**OBJECTIVE:**
Please copy out the entries below, replacing every occurrence of "target phrase" with "target label" and changing nothing else.
— START DATA PROVIDED —
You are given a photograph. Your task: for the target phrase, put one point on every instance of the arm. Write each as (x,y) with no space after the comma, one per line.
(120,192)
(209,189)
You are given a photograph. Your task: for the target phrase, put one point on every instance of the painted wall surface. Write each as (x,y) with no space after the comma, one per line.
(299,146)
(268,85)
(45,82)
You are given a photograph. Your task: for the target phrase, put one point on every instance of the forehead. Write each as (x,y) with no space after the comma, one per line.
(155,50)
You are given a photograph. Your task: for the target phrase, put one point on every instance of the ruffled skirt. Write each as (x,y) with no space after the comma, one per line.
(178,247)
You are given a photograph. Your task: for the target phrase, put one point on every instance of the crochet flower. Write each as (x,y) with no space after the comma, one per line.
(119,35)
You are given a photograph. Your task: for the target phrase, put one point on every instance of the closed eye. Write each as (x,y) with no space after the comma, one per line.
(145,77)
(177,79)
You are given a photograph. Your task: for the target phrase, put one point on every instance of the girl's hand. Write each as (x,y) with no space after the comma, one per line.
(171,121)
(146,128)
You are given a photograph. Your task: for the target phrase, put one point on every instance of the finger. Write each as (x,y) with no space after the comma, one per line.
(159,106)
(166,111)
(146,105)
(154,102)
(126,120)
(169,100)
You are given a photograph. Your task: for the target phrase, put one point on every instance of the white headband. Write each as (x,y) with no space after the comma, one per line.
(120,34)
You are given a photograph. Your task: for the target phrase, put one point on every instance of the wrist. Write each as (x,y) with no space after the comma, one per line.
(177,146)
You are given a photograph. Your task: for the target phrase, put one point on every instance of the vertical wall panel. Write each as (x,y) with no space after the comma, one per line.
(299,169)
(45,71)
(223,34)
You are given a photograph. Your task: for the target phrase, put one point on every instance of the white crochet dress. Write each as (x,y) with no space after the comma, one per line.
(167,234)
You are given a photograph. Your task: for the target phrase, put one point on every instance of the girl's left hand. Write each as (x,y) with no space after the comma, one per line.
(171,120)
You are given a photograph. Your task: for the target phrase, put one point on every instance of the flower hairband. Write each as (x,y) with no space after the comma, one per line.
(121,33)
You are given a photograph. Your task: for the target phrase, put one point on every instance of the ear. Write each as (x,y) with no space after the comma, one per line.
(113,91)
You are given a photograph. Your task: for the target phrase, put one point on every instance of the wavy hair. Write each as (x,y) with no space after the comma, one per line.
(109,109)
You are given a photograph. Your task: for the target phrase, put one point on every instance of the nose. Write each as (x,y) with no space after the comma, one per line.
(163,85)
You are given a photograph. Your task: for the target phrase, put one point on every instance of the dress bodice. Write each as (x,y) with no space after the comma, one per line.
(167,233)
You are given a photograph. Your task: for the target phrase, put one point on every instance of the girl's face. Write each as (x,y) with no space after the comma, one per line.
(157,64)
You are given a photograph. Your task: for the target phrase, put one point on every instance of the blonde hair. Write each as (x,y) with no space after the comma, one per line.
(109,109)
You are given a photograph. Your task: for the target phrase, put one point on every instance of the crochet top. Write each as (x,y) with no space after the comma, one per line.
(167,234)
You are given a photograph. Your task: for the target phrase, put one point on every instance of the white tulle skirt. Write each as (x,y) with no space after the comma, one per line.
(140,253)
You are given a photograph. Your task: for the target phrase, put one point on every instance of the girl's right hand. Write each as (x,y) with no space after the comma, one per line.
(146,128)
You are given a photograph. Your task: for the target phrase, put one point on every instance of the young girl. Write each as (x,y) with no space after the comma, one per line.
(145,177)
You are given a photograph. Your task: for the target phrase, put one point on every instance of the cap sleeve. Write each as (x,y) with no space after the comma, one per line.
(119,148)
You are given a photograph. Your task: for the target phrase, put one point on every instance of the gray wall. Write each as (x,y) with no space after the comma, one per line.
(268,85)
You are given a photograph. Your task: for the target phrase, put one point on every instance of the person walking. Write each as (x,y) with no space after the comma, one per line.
— END DATA PROVIDED —
**REPLY:**
You are given a photograph. Your task: for the target label, put one point on every instance of the arm. Write each as (x,y) with no space after the comma, one per line.
(120,192)
(209,189)
You are given a photograph. Your task: for the target label, put one point on every instance of the painted wall surface. Write each as (x,y) with no space after the comma, one per line.
(299,146)
(268,85)
(45,82)
You are given a photograph. Your task: for the target label, put one point on every instance of the forehead. Write each as (x,y) with no space after the comma, one per line.
(155,50)
You are given a photograph. Your task: for the target label, put one point on every instance of the ruffled skirt. Write each as (x,y) with no space after the comma, one per line.
(178,247)
You are given a photograph. Your task: for the target label, put one point on every instance of the crochet flower. Write each as (x,y) with no space after the comma, one per line.
(119,35)
You are given a photograph. Your task: for the target label, put one point on every instance of the closed eye. Write each as (x,y) with no space after the comma, one per line.
(145,77)
(177,79)
You are given a photograph. Your task: for the target label, put one point on every instance of the girl's hand. Write each as (x,y) with no space after the comma, one per line.
(171,121)
(146,128)
You are given a photograph. Your task: for the target label, put one point on every instance of the finger. Write each as (x,y) with no space after the comma, one per line.
(159,106)
(166,111)
(146,105)
(154,102)
(126,120)
(169,100)
You are given a photograph. Your task: for the target label, put one point on every instance of the white headband. Write each as (x,y) with no space after the comma, one per line.
(120,34)
You are given a photograph. Your task: for the target label, put one point on every instance of the wrist. Write each as (x,y) with no space after the comma, one per line.
(177,146)
You are given a photograph. Your task: for the target label, put one point on every instance of the vertical wall panel. Write each as (x,y) with no space after the comma, one per line.
(299,169)
(45,71)
(223,34)
You are given a photograph. Your task: for the target label, put one point on every instance of the white crochet dress. Write each as (x,y) with no space after the comma, one per line.
(167,234)
You are given a photograph. Your task: for the target label, put one point on every instance of the girl's left hand. Write each as (x,y) with no space after the comma, one per line.
(171,120)
You are given a photograph. Your task: for the target label, put one point on every instance of the flower hairband. Write each as (x,y) with no space after the comma, one per line.
(121,33)
You are given a photograph. Your task: for the target label, put one point on every instance of the ear. Write each as (x,y) with no space after the comma, one per line.
(113,91)
You are given a photograph. Your task: for the target label, put one point on every instance of the wavy hair. Write each as (x,y) with no space after the comma, one per line.
(109,109)
You are given a photograph. Your task: for the target label, put one point on every instance of the nose. Write each as (x,y) with no space after the comma, one per line.
(163,85)
You are given a photograph. Your task: for the target label, put one point on every instance of the dress bodice. Write each as (x,y) with no space after the comma, one per line.
(167,233)
You are given a photograph. Your task: for the target label, put one point on every instance of the girl's face. Write each as (x,y) with no space after the comma, one per line.
(157,64)
You are given a photograph. Your task: for the target label, put one point on every instance of the blonde hair. Write each as (x,y) with no space after the comma, one per line.
(109,109)
You are given a photograph. Your task: for the target label, put one point on every instance of the crochet top. Write each as (x,y) with no space after the comma, one per line.
(167,234)
You are given a photograph. Your task: for the target label, put one point on every instance of the white tulle skirt. Write each as (x,y) with no space after the comma, one per line.
(140,253)
You are given a photograph. Your task: for the target label, put one point on every instance of the girl's right hand. Write each as (x,y) with no space after the comma, one per line.
(146,128)
You are given a photograph. Your task: for the target label, put one point on every instance of the young girl. Write each as (x,y) with no space after the comma, one per line.
(145,177)
You are given a photograph. Your task: for the target label, put one point on every instance of the cap sleeve. Write each as (x,y) with no space after the comma, one per line.
(119,148)
You are given a photograph. Your task: for the target label, put one point on every instance of the gray wall. Write each as (x,y) with no space after the comma, one per line.
(268,85)
You are given a photograph. Your task: for the target label, put one point on every instance of the person walking. Write each as (x,y) with no space after the comma, one per line.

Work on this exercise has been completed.